**TEXTE PRÉSENTÉ**
◇ ◇ ◇ ◇ ◇

Franceinfo : Il n'est pas question de "sortie", mais d'une "transition" hors des énergies fossiles. Pour vous, que faut-il comprendre ?

Jean-Marc Jancovici : En fait, il y a toujours un petit côté un peu déceptif dans les COP parce qu'il faut bien se rendre compte qu'il n'y a pas de "chef du monde". Une COP, ça n'est rien d'autre qu'une déclaration d'intention mise en forme. Il n'y a pas de sanction si les États ne font pas ce qu'ils ont dit qu'ils feraient.

Pourtant, encore une fois ce matin, des pays parlent "d'accord historique"...

L'accord de Paris (COP21, en 2015) était historique. Si on regarde ce qui s'est passé depuis ça, la trajectoire physique sur les gaz à effet de serre, n'a pas beaucoup dévié de ce qu'elle était avant. En fait, une COP, il faut bien comprendre que c'est essentiellement un endroit où on entérine ce que les pays sont déjà prêts à faire pour des raisons domestiques. L'Europe, par exemple, a déjà commencé à légiférer. Elle a décidé d'interdire la vente des véhicules thermiques en 2035, elle a décidé que les bâtiments devaient être neutres en carbone en 2050... Quand elle va à la COP, elle dit ça. "C'est mon niveau d'ambition à moi et je voudrais qu'on se cale dessus." La Chine, elle, est dans une phase de rattrapage, on va dire. Elle essaie de retrouver la place qu'elle a toujours eue historiquement sur la planète, hors de la moitié du dernier siècle, c'est-à-dire la première puissance économique mondiale. Et elle se dit d'abord : "J'y vais et puis on verra ce qu'on fait avec le climat."

Et il y a les pays pétroliers, on peut dire que les masques sont tombés pendant cette COP28 ?

Non, les masques ne sont jamais vraiment tombés parce qu'ils n'ont jamais été vraiment mis. Les pays pétroliers produisent du pétrole et ils ont l'intention de produire du pétrole aussi longtemps qu'ils pourront produire du pétrole. Enfin, je veux dire pourquoi et comment voulez-vous qu'il fasse autre chose ? Imaginez la France disant : "Au nom du climat, je renonce au tourisme." C'est exactement pareil. Les pays producteurs de pétrole ne vont pas renoncer au pétrole comme ça d'un claquement de doigts. Qu'est-ce que vous leur proposez en échange ? La" realpolitik" fait que dans ce genre d'enceinte qu'est la COP, on ne peut pas espérer de miracles.

◇ ◇ ◇ ◇ ◇

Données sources
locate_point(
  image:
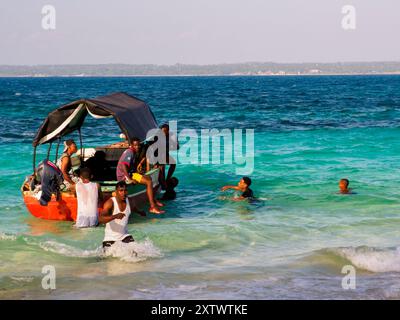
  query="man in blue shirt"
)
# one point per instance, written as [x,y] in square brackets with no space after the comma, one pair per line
[126,172]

◇ ◇ ◇ ◇ ◇

**CONSIGNES**
- A) D'après l'entretien sur les COP, en quelle année l'Europe veut-elle que les bâtiments soient neutres en carbone ?
- B) Mets les lignes des données sources sous forme de tableau Markdown, sans les lignes vides et sans l'image. Utilise une colonne « N° » qui les numérote à partir de 1 et une colonne « Ligne » pour leur texte.

**RÉPONSES PAR TÂCHE**
- A) En 2050.

- B)
| N° | Ligne |
|---|---|
| 1 | locate_point( |
| 2 |   image: |
| 3 |   query="man in blue shirt" |
| 4 | ) |
| 5 | # one point per instance, written as [x,y] in square brackets with no space after the comma, one pair per line |
| 6 | [126,172] |